(Task data Opens)

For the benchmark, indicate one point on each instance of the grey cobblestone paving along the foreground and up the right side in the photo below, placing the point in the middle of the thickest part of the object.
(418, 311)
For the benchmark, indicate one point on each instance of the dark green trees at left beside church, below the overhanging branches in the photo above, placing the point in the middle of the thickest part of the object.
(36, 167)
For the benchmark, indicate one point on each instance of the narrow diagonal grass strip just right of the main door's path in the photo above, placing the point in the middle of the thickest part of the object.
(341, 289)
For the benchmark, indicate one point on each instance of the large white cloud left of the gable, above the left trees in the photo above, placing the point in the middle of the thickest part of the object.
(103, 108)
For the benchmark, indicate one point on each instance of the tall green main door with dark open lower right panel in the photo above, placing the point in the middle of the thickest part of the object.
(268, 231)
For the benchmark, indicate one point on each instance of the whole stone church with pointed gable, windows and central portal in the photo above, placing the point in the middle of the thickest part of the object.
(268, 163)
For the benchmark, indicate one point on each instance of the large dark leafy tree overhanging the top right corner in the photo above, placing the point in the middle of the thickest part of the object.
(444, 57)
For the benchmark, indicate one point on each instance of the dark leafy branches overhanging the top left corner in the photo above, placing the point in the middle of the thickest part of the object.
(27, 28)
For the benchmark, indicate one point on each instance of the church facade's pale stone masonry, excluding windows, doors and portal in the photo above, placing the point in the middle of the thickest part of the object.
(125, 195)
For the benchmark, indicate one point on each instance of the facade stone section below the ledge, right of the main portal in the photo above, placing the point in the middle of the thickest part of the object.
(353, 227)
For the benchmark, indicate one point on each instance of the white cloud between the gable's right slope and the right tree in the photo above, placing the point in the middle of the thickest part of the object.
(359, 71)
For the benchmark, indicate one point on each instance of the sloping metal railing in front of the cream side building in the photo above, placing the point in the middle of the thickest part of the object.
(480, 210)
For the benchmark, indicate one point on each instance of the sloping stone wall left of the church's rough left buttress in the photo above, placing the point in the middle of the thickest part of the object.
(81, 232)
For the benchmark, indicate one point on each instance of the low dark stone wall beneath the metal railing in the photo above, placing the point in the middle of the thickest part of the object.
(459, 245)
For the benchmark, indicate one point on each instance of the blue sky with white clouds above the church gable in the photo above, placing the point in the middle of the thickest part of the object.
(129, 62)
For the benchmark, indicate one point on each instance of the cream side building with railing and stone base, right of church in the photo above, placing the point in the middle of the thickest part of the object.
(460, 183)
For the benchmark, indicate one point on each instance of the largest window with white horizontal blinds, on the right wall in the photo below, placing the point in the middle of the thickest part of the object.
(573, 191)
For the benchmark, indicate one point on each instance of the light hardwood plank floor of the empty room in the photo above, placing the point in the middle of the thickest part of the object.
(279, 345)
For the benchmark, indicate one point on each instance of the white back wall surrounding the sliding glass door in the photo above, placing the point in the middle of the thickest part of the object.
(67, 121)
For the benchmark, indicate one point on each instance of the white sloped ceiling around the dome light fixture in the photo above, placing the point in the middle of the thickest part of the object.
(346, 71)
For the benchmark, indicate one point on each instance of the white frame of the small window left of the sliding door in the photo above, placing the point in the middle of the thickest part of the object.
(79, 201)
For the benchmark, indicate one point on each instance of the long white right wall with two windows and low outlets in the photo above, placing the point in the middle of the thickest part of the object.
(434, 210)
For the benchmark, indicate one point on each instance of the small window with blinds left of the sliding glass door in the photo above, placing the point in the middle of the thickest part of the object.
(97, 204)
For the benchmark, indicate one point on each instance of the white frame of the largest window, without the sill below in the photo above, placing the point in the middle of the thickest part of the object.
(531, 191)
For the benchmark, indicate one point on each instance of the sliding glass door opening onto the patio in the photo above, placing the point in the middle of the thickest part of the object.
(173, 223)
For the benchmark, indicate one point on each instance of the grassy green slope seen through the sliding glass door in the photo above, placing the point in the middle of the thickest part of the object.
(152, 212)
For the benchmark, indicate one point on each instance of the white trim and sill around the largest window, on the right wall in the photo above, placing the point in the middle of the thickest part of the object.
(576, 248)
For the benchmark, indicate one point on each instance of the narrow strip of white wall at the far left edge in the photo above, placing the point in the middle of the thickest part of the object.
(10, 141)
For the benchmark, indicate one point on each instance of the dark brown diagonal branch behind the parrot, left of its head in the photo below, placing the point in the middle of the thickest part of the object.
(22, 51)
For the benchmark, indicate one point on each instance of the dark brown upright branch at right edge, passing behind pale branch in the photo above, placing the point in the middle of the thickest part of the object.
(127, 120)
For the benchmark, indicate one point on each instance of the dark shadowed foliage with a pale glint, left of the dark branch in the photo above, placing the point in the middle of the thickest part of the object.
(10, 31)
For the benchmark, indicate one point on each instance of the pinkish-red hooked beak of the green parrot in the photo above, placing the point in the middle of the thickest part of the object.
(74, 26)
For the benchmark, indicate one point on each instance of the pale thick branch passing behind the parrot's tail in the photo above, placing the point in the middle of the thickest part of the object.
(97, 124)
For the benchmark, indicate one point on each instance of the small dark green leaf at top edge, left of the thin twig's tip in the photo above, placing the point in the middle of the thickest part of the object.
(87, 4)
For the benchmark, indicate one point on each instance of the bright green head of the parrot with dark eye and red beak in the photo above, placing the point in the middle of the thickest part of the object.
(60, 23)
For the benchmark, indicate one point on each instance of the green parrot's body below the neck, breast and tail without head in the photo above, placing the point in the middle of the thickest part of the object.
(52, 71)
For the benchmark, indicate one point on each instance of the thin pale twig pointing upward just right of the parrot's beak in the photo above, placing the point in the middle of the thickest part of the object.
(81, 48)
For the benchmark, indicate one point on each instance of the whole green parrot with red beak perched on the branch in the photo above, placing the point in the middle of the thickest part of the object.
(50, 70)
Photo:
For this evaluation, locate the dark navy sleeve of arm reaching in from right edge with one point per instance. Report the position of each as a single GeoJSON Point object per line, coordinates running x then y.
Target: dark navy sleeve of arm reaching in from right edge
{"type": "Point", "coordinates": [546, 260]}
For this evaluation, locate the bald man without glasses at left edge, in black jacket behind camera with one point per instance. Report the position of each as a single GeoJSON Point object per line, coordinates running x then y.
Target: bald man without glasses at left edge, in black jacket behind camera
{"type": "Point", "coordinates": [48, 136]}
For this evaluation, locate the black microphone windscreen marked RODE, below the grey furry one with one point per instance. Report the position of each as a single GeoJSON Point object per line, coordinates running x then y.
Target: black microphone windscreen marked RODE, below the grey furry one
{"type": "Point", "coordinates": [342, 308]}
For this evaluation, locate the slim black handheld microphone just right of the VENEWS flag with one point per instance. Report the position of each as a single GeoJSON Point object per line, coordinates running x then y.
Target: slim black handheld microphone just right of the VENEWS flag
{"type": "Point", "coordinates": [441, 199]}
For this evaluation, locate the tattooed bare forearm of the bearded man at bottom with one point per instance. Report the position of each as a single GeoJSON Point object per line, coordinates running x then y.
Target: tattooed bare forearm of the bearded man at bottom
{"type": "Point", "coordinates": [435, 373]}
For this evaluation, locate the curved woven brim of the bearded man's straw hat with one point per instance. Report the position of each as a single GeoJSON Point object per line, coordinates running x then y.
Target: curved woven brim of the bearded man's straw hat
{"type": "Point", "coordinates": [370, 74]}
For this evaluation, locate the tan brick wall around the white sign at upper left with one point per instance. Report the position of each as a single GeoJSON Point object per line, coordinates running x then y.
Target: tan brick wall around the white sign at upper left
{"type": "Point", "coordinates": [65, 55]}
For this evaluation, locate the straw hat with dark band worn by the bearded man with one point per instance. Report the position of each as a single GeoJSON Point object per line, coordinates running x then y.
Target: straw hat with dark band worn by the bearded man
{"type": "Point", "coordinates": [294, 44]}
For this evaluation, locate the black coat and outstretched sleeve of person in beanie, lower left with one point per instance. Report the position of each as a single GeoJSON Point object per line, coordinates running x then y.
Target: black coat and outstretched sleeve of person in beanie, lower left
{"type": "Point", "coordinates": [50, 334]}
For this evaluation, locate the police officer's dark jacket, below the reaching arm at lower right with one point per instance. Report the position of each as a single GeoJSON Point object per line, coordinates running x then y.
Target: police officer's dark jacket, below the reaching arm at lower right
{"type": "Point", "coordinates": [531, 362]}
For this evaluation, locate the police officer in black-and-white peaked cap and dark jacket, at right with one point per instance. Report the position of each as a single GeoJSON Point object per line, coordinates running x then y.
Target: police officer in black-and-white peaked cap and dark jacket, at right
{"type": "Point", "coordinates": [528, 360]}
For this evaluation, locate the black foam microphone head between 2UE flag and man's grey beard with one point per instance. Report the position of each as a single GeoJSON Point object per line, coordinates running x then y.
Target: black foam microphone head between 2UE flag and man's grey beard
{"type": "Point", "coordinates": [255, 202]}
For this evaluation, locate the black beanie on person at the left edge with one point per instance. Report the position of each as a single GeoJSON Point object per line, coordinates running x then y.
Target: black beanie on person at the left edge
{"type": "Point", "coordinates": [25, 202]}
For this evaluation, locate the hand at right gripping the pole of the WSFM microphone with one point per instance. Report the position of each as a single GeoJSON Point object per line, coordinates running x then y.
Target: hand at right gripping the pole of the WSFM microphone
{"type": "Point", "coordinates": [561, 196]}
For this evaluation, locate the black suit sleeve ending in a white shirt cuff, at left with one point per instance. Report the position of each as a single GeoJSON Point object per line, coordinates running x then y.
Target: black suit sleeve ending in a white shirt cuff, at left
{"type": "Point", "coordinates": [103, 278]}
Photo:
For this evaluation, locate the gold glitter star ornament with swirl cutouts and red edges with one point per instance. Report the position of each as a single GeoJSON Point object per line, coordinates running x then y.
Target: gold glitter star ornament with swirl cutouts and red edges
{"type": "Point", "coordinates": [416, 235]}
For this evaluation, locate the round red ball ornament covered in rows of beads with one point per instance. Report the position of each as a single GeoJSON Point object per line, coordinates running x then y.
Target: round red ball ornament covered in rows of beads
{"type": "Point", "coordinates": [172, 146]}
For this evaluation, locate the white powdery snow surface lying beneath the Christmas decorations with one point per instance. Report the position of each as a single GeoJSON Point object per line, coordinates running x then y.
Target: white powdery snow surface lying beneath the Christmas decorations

(Task data Closes)

▶ [Exercise objective]:
Among the lines above, which contain the word "lying"? Copy every one.

▶ [Your response]:
For this evaluation, locate the white powdery snow surface lying beneath the Christmas decorations with one point per instance. Report the position of each as a single GeoJSON Point object per line, coordinates running x then y.
Target: white powdery snow surface lying beneath the Christmas decorations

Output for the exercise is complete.